Oratorio. Opera. Popular. Sacred. She could — and did — sing it all. Genes, training and hard work conspired wonderfully to create my mother’s soprano voice with the sweet clarity of a nightingale and power to fill a huge auditorium.
Most of all, though, was the emotional impact. From recording her first studio “78” in the mid 1940s until the end of her singing career in the late 1980s, she could hold your soul in the palm of her hand and make you believe she was singing directly to you even though you were in a crowd of hundreds.
Mum has an emotionally rich personality that dramatizes her singing. She loves people. She cares deeply. She empathizes. It all found expression in her singing. She is totally head over heels in love with God, and her devoted life has through the years enriched the spiritual journey of many in her household of faith.
|Age and illness has silenced my mother’s beautiful voice. But not her heart.|
Then came the brain tumor.
Symptoms — diagnosis — shock — fear — options… the sequence familiar to many. Pathology: “benign.” Great relief. “But it will still kill her by pressure on the brain as it grows” — fear revived. In the end, surgery saved her life, but it damaged facial and auditory nerves enough to end a wonderful singing career.
At such times, even families of faith ask questions they later regret. Mine was: “Why would God silence a voice that does little else but praise him?”
As if he had created this ugly anomaly. As if time and chance had played no role. As if I’d have been more compassionate to my mother than he seemed to be at that moment.
Thank God for his mercy to us in our pain-driven frailty (Psalm 103:12-14)!

__Problem set__
a. For each statement, say whether it agrees with the passage about the mother's singing voice, answering yes or no and quoting the deciding words. (i) The tumor was found to be malignant. (ii) The surgery ended her singing career. (iii) She made her first studio recording in the late 1980s.
b. Reproduce the stretch of the passage about the mother's singing voice from "As if he had" through "at that moment.".
c. Answer these questions from the passage about the mother's singing voice.
(i) Which bird's sweet clarity is her soprano voice compared to?
(ii) Which nerves did the surgery damage?
(iii) Which Psalm verses are cited?

__Recorded data__
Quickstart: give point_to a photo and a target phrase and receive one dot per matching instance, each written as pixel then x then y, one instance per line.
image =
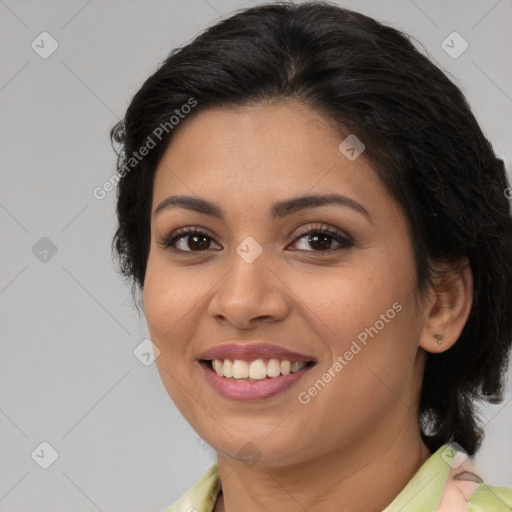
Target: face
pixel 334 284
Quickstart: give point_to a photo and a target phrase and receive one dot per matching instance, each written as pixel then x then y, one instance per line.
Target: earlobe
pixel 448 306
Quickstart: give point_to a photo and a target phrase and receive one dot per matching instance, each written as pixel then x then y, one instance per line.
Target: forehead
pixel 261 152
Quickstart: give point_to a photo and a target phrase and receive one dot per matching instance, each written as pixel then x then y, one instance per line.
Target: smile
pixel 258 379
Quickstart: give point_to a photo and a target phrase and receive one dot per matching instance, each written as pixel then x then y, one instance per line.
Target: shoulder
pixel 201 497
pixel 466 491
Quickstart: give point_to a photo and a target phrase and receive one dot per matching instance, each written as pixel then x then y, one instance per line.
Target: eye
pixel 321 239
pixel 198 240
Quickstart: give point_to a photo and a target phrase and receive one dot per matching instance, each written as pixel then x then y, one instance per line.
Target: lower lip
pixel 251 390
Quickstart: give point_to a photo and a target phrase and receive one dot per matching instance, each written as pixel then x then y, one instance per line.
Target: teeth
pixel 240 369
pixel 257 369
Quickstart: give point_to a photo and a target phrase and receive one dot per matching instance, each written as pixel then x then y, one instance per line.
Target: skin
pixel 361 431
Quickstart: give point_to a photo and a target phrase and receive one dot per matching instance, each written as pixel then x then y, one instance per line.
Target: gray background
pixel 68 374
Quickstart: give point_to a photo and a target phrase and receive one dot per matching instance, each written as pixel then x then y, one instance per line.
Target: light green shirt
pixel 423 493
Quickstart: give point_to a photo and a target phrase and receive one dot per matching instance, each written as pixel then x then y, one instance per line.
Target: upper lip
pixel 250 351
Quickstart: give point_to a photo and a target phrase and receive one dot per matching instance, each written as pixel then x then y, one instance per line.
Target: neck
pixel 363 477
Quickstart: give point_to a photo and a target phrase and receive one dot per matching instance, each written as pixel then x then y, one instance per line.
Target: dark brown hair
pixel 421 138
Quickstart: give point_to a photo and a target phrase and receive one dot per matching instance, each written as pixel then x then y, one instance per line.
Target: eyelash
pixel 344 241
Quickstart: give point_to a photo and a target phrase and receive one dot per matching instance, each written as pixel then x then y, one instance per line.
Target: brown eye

__Answer list__
a.
(i) No: "Pathology: “benign.”"
(ii) Yes: "it damaged facial and auditory nerves enough to end a wonderful singing career"
(iii) No: "From recording her first studio “78” in the mid 1940s"

b.
As if he had created this ugly anomaly. As if time and chance had played no role. As if I’d have been more compassionate to my mother than he seemed to be at that moment.

c.
(i) A nightingale
(ii) Facial and auditory nerves
(iii) Psalm 103:12-14